** Supplied entries follows **

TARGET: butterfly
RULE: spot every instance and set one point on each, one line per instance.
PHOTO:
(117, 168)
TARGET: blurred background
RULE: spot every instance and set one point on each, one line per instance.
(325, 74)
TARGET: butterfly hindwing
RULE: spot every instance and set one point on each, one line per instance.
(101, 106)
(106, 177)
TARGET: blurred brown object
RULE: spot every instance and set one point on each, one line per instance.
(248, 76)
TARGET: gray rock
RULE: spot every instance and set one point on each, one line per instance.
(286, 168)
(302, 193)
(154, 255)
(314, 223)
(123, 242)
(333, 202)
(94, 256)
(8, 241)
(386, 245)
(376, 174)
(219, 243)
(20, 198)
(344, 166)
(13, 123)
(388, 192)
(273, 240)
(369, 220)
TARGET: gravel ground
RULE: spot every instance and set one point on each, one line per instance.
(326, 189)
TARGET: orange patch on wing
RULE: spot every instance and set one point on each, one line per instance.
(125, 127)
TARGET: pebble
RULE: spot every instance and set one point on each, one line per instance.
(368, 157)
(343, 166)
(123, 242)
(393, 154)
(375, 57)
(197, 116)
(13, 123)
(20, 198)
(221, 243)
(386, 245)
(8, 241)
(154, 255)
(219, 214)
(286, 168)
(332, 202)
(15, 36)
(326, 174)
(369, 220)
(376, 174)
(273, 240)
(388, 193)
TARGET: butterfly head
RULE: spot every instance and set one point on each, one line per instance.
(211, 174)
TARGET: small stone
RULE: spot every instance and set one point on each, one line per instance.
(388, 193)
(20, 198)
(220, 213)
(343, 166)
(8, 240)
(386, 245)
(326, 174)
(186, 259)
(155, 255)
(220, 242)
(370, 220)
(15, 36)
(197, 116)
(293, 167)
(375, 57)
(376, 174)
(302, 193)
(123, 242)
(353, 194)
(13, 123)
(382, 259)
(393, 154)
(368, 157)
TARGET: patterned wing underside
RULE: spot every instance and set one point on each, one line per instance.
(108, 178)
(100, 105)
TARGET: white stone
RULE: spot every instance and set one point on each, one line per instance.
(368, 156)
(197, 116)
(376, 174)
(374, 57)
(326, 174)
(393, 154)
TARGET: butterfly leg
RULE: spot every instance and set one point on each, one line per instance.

** End of Supplied entries **

* What the task requires
Give the number of lines in the material above that contain "butterfly", with no other words.

* Your response
4